[Start of DATA EXCERPTS]

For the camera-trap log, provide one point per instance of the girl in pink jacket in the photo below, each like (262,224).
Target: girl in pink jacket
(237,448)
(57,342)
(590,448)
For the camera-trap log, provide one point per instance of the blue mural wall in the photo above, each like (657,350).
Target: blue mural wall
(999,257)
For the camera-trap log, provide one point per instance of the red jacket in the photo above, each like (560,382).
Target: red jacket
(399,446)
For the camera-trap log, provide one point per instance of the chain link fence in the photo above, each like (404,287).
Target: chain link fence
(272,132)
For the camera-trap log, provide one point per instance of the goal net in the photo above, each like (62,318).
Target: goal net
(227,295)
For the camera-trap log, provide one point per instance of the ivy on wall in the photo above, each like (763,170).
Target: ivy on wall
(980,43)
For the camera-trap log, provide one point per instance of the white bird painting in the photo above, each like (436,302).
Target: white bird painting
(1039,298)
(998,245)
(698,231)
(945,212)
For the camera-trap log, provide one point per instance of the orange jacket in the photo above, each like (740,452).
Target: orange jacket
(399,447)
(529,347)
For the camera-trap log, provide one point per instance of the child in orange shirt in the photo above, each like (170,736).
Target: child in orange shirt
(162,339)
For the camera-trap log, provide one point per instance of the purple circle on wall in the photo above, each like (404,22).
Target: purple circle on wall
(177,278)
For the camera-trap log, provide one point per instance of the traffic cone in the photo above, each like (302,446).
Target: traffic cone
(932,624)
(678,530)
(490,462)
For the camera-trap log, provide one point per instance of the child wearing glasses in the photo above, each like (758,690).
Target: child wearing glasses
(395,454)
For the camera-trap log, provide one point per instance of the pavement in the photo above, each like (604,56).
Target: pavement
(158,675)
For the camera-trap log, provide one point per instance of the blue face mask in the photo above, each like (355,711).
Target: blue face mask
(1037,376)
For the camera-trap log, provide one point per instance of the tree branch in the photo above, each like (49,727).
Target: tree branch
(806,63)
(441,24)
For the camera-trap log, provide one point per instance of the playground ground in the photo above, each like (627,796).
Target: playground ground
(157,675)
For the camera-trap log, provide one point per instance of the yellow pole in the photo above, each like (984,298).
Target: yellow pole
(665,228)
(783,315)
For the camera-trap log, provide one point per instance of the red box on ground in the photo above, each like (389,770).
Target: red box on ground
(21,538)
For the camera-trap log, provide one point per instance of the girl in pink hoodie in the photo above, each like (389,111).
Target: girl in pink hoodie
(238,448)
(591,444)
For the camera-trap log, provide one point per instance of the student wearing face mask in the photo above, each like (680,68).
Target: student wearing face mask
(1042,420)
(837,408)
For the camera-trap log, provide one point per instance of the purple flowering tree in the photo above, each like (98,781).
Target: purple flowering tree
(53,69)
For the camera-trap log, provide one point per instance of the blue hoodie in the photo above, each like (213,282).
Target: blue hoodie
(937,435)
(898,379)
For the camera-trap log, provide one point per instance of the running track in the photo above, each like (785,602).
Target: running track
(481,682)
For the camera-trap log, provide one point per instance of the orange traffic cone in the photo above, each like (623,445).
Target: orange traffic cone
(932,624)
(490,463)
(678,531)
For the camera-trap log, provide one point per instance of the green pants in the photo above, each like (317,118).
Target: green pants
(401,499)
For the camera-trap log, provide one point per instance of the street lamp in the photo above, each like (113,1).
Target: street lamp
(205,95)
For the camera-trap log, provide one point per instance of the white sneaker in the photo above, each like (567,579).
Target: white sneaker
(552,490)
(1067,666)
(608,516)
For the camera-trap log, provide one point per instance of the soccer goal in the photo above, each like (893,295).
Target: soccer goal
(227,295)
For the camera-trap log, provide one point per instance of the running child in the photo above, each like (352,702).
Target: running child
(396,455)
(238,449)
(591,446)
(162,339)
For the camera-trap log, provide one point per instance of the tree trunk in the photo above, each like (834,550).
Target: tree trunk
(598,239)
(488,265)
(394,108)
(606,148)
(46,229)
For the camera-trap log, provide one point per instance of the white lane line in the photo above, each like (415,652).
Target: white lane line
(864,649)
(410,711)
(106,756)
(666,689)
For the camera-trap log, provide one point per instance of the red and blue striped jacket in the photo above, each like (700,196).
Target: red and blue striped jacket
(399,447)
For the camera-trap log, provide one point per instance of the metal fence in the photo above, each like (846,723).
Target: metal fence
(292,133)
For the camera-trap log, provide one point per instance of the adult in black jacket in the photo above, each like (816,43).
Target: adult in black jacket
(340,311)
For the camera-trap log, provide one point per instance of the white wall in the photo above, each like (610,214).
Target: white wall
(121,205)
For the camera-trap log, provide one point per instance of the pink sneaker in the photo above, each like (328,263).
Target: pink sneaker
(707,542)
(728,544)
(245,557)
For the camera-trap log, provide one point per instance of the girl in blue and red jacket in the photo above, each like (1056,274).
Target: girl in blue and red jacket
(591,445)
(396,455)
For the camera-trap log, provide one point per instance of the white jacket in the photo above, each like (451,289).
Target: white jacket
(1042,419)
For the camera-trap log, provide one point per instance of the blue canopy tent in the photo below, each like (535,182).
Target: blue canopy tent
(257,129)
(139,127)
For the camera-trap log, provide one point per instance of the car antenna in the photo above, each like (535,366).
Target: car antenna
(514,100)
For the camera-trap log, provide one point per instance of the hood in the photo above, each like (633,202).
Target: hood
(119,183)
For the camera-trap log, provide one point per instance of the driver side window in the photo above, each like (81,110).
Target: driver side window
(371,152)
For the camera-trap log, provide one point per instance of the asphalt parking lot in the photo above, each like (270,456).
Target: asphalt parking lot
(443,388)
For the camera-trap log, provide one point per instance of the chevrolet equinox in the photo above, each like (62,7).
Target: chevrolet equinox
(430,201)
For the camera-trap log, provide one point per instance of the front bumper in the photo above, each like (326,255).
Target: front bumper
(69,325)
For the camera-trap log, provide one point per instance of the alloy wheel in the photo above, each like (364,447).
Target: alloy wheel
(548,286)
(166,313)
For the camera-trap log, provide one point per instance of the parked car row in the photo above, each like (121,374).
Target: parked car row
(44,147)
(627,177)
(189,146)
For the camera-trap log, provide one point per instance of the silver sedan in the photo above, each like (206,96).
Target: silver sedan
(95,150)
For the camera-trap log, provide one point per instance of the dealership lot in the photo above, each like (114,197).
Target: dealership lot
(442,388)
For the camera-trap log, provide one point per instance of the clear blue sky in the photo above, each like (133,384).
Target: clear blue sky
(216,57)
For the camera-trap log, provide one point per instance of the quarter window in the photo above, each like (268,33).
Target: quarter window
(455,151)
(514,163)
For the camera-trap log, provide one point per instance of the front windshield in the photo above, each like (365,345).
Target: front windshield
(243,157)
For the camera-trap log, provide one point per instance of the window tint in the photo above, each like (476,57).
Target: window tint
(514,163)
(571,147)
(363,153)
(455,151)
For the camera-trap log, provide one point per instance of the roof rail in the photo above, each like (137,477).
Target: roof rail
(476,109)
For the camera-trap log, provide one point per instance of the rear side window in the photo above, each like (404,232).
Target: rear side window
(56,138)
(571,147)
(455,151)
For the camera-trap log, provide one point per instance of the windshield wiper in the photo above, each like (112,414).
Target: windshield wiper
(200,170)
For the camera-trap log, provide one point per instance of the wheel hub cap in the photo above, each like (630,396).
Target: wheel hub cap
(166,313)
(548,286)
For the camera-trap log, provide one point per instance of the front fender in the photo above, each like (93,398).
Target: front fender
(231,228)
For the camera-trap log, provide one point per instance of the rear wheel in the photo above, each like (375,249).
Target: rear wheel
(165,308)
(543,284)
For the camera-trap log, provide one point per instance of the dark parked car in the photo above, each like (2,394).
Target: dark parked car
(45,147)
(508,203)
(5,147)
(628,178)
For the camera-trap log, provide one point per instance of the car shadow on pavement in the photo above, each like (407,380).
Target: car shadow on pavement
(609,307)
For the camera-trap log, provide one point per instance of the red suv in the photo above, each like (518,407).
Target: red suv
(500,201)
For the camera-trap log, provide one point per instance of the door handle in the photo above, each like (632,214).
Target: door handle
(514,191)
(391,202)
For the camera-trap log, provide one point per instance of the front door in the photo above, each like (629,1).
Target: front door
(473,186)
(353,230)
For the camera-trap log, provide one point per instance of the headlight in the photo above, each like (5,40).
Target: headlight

[End of DATA EXCERPTS]

**WHAT THE TASK ASKS**
Output an exact copy of the lines beginning at the one that holds "each like (268,33)." and running through the final line of the records.

**FULL SOLUTION**
For the camera-trap log, provide one point per instance of the quarter window in the photo above, each like (268,33).
Target: quarter window
(455,151)
(514,163)
For the camera-trap log, provide one point per instance of the front windshield in the photo above, each like (365,345).
Target: front windshield
(243,157)
For the camera-trap log, provide one point per instance of the window tint in the photo above, each like (476,57).
Target: window tint
(514,163)
(571,147)
(363,153)
(455,151)
For the camera-trap log, provide one point per instance of the roof rail in the photo above, each like (137,477).
Target: roof rail
(476,109)
For the camera-trap log, provide one point per instance of the rear side window in the photo above, each like (404,232).
Target: rear side window
(56,138)
(571,147)
(455,151)
For the camera-trap log, provide one point per instance of the windshield wiper in the photo above, each like (112,414).
Target: windshield wiper
(200,170)
For the camera-trap log, provide one point per instance of the wheel hub cap in the photo above, each like (630,396).
Target: wheel hub cap
(166,313)
(548,286)
For the camera-trap log, provide one point per instance of the front fender in the photo above, each like (93,398).
Target: front fender
(231,228)
For the camera-trap log, provide one point per instance of the rear wheel in the photo above, each like (375,249).
Target: rear wheel
(165,308)
(543,284)
For the camera-trap log, provide one point per instance of the dark parked car in the photo above, each like (2,394).
Target: dark parked car
(45,147)
(508,203)
(5,147)
(628,178)
For the camera-trap log, provide one point per instance of the car shadow on pavement in the photo above, each like (407,380).
Target: car shadow on pavement
(609,307)
For the camera-trap log, provide one point per instance of the red suv in the photo above, each like (518,407).
Target: red suv
(500,201)
For the camera-trap log, provide one point per instance of the door handle in the photo above, each like (632,214).
Target: door handle
(514,191)
(391,202)
For the camera-trap log, provide one point per instance of the front door in the photo above, each like (629,1).
Target: front door
(473,186)
(353,230)
For the camera-trap log, provide one point per instance of the headlight in the photo above, each like (5,40).
Target: headlight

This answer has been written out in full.